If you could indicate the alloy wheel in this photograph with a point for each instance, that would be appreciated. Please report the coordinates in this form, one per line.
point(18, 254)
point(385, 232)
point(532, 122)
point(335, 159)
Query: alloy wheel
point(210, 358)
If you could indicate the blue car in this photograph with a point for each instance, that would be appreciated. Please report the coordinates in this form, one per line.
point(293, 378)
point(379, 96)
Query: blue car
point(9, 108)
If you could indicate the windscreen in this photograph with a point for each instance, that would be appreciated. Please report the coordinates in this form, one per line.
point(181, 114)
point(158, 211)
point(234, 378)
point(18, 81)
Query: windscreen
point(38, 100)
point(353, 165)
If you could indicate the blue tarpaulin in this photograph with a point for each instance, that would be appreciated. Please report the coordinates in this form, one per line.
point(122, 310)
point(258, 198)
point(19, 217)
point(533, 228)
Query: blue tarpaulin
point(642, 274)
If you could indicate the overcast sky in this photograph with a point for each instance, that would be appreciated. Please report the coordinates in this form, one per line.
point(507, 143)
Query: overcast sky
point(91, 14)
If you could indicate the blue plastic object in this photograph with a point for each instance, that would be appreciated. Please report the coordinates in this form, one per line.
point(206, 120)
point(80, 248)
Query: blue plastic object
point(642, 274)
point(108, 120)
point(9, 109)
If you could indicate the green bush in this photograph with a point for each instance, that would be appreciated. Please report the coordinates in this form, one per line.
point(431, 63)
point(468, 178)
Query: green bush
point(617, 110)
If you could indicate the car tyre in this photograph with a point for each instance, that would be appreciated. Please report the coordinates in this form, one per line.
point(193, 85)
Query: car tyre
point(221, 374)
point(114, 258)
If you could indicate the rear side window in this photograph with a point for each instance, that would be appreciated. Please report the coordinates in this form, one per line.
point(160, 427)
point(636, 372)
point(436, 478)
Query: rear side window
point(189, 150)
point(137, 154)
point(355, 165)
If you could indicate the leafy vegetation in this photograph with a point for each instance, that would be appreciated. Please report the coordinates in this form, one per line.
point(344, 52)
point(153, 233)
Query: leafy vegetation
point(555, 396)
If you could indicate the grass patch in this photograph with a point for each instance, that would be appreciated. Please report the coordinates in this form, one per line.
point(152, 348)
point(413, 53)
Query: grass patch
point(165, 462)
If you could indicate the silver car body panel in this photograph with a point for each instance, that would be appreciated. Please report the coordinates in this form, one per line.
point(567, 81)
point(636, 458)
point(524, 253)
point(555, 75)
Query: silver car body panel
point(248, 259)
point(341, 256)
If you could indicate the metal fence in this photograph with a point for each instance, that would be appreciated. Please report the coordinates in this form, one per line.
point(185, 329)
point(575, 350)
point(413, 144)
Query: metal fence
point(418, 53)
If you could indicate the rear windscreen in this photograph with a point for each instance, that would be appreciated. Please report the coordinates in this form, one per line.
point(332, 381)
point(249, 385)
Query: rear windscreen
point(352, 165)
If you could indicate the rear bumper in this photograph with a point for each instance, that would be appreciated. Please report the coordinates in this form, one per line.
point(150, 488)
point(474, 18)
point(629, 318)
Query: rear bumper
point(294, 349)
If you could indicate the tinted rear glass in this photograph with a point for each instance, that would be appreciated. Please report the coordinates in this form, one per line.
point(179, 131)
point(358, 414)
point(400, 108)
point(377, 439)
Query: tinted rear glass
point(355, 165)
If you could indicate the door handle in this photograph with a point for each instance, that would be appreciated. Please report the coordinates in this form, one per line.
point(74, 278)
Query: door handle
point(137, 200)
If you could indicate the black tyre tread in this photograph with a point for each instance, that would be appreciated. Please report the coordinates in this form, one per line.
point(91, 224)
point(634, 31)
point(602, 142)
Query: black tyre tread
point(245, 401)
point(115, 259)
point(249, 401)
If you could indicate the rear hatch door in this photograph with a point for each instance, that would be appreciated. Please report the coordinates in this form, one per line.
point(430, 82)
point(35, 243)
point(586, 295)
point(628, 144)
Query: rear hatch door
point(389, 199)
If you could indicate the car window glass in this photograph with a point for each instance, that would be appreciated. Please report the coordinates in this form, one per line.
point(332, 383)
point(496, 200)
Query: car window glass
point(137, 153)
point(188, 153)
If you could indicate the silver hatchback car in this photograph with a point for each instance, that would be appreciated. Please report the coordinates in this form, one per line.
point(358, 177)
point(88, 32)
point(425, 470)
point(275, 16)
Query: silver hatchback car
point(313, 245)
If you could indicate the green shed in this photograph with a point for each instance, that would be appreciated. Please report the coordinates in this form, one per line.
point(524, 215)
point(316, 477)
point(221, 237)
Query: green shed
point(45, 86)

══════════════════════════════

EXERCISE DIRECTIONS – Please give the listing above one more time, exactly as it reads.

RESPONSE –
If you could indicate the alloy wheel in this photograph with a point for each instance, that would be appreciated. Please report the coordinates in this form, one per line.
point(18, 254)
point(385, 232)
point(532, 122)
point(335, 159)
Query: alloy wheel
point(210, 358)
If you could indicate the blue car in this photograph with a point for each instance, that would be appreciated. Please report the coordinates in this form, one per line.
point(293, 378)
point(379, 96)
Query: blue car
point(9, 108)
If you could indicate the windscreen in this photograph with a point for each instance, that would be appreciated. Please report the coordinates in this form, one per line.
point(181, 114)
point(158, 211)
point(234, 378)
point(18, 81)
Query: windscreen
point(38, 100)
point(353, 165)
If you could indicate the blue tarpaulin in this photograph with a point for each instance, that would be appreciated. Please report the coordinates in this form, one per line.
point(122, 310)
point(258, 198)
point(19, 217)
point(533, 228)
Query: blue tarpaulin
point(642, 274)
If you could indicate the overcast sky in this photograph with a point for each instance, that would be appreciated. Please report the coordinates in this form, one per line.
point(507, 143)
Query: overcast sky
point(91, 14)
If you could indicate the blue plastic object in this photograph with a point for each instance, that would be appreciated. Please report the coordinates in this form, one per line.
point(206, 120)
point(80, 248)
Query: blue plastic object
point(642, 274)
point(108, 120)
point(9, 109)
If you could indicate the green bush in this photograph with a point for each instance, that would be appreciated. Please report the coordinates in this form, one per line.
point(431, 63)
point(468, 178)
Query: green bush
point(617, 110)
If you could indicate the car tyre in this photograph with a point for each instance, that would be appreciated. Please report the coordinates in this form, one per line.
point(193, 85)
Query: car tyre
point(221, 374)
point(114, 258)
If you could indicate the rear side window in this photograph with a point for each instance, that would be appreciated. Please report the coordinates in this form, one per line.
point(160, 427)
point(636, 372)
point(436, 478)
Query: rear side window
point(189, 150)
point(137, 154)
point(355, 165)
If you could indicate the leafy vegetation in this photograph with a point for each instance, that would be appreciated. Please report the coordinates in this form, one per line.
point(344, 52)
point(153, 233)
Query: leafy vegetation
point(555, 396)
If you could indicate the grass patch in this photograph with a point for each instance, that would be appreciated. Please report the coordinates in this form, one per line.
point(152, 348)
point(413, 53)
Query: grass patch
point(165, 462)
If you could indicate the silver car body panel in this photograph with a point for each instance, that would be appreciated. Please report the coordinates in this form, one per line.
point(567, 81)
point(636, 458)
point(524, 253)
point(555, 75)
Query: silver car body panel
point(248, 259)
point(341, 256)
If you could indicate the metal fence in this photograph with a point for each instance, that would be appreciated. Please report the coordinates in this form, one per line.
point(185, 329)
point(575, 350)
point(413, 144)
Query: metal fence
point(418, 53)
If you could indicate the rear windscreen in this photograph with a point for each instance, that would be appreciated. Please report the coordinates in this form, one per line.
point(332, 381)
point(249, 385)
Query: rear windscreen
point(352, 165)
If you could indicate the rear bumper in this photograph with a point for each instance, that would be appreciated. Please report the coordinates in this form, one per line.
point(150, 488)
point(474, 18)
point(629, 318)
Query: rear bumper
point(294, 349)
If you could indicate the tinted rear glass in this photograph with a point for each instance, that would be appreciated. Please report the coordinates in this form, one per line.
point(179, 131)
point(358, 414)
point(400, 108)
point(377, 439)
Query: tinted rear glass
point(355, 165)
If you could indicate the door handle in this photograph with a point for each instance, that would be appreciated. Please report the coordinates in this form, one per line.
point(74, 278)
Query: door handle
point(137, 200)
If you could indicate the black tyre tread in this photograph with a point for each instance, that would be appreciated. Please report the coordinates in this form, one per line.
point(91, 224)
point(634, 31)
point(602, 142)
Query: black tyre tread
point(245, 401)
point(115, 259)
point(249, 401)
If you could indicate the rear hatch door in this photograph with a point for each instance, that would be appreciated. Please report the coordinates in this form, one per line.
point(430, 82)
point(35, 243)
point(586, 295)
point(628, 144)
Query: rear hatch door
point(389, 199)
If you could indicate the car window glass in this photograph with a point for each instance, that would be appreciated. Please report the coordinates in this form, one per line.
point(332, 383)
point(496, 200)
Query: car window glass
point(137, 153)
point(188, 153)
If you could indicate the silver hatchback car in this photograph with a point for each instance, that would be appreciated. Please report the coordinates in this form, one per line.
point(358, 177)
point(88, 32)
point(425, 470)
point(275, 16)
Query: silver hatchback car
point(313, 245)
If you could indicate the green shed in this photograph with a point for each instance, that would be appreciated. Please report the coordinates in this form, one per line.
point(524, 215)
point(316, 477)
point(221, 237)
Query: green shed
point(45, 86)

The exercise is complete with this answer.